Page excerpt:
== == ==

Project

Profile

Help

Issue #1843

Pulp publishes invalid PULP_DISTRIBUTION.xml metadata

Added by jcline@redhat.com almost 4 years ago. Updated 9 months ago.

Status:
CLOSED - CURRENTRELEASE
Priority:
High
Category:
-
Sprint/Milestone:
-
Start date:
Due date:
Severity:
3. High
Version:
2.8.0
Platform Release:
2.8.3
Blocks Release:
OS:
Backwards Incompatible:
No
Triaged:
Yes
Groomed:
No
Sprint Candidate:
No
Tags:
Pulp 2
QA Contact:
Complexity:
Smash Test:
Verified:
Yes
Verification Required:
No
Sprint:
Sprint 1

Description

If a repository contains a PULP_DISTRIBUTION.xml metadata file, it is possible for Pulp to re-publish it with invalid data. This causes a second Pulp server syncing from the first to fail. Specifically, files are referenced in the PULP_DISTRIBUTION.xml file that do no exist in the version published by Pulp0 (but do exist upstream).

For example, the RHEL62 kickstart repository contains a PULP_DISTRIBUTION.xml file that references `repodata/productid`. During sync this is downloaded along with the XML file, but when the repository is published, it is explicitly skipped.

Ultimately, this occurs because Pulp blindly syncs and publishes this PULP_DISTRIBUTION.xml file1 while filtering content retrieved using it.

To fix this, we should be generating/altering the PULP_DISTRIBUTION.xml file we publish to ensure we don't create invalid metadata. However, a bigger question is whether or not filtering content0 is even appropriate. I suspect it is not. This issue is not meant to address that problem, though.

== == ==

Collected data:
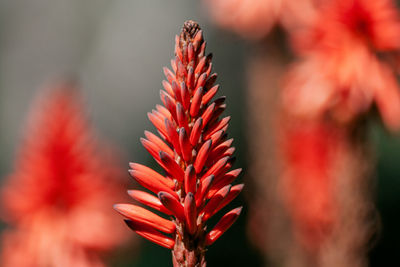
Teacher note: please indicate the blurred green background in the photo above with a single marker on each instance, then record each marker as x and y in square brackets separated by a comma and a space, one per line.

== == ==

Challenges:
1. On the Pulp issue page above, list every field whose value is shown as No.
2. Return the part of the Pulp issue page that opens with the words containing "For example, the" and closes with "is explicitly skipped.".

Written responses:
1. Backwards Incompatible, Groomed, Sprint Candidate, Verification Required

2.
For example, the RHEL62 kickstart repository contains a PULP_DISTRIBUTION.xml file that references `repodata/productid`. During sync this is downloaded along with the XML file, but when the repository is published, it is explicitly skipped.